:: Task goal ::
Scale up the records from the line containing "of the jacket" through the last line of the records, both included, and write those lines out again with the requests. Multiply every x and y coordinate in the answers by 2.15, rounding each to the nearest whole number, with halves rounded up.

:: Data records ::
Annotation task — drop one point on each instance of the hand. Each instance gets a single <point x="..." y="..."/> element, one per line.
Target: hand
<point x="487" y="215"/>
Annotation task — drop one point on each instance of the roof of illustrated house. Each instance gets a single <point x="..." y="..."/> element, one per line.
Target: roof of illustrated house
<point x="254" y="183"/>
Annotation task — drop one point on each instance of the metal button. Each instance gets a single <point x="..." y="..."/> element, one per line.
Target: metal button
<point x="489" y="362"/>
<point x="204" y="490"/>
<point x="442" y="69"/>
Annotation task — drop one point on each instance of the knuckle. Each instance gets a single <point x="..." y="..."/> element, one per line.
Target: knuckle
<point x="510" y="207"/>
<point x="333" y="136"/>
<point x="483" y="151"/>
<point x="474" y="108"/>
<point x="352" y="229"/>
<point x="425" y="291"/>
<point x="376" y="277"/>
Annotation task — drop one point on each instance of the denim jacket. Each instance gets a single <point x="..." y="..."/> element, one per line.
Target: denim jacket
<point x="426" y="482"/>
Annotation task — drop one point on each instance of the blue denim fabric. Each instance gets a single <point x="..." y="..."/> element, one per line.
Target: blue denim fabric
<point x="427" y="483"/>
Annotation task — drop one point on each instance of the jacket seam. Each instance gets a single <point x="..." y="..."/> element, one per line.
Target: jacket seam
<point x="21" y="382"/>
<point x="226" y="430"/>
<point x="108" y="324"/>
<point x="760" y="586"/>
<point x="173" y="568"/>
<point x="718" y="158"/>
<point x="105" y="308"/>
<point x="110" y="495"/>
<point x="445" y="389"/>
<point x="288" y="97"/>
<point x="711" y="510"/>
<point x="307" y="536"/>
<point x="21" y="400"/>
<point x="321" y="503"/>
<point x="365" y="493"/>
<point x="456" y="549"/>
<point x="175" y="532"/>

:: Result of this task ::
Annotation task — drop one point on each instance of the jacket seam. Each instance gets a single <point x="..." y="..."/> element, one per line.
Target: jacket seam
<point x="45" y="821"/>
<point x="486" y="925"/>
<point x="232" y="697"/>
<point x="1634" y="1260"/>
<point x="372" y="1221"/>
<point x="1544" y="340"/>
<point x="226" y="662"/>
<point x="237" y="1064"/>
<point x="957" y="836"/>
<point x="619" y="209"/>
<point x="1529" y="1097"/>
<point x="660" y="1152"/>
<point x="45" y="860"/>
<point x="690" y="1081"/>
<point x="785" y="1060"/>
<point x="980" y="1180"/>
<point x="376" y="1144"/>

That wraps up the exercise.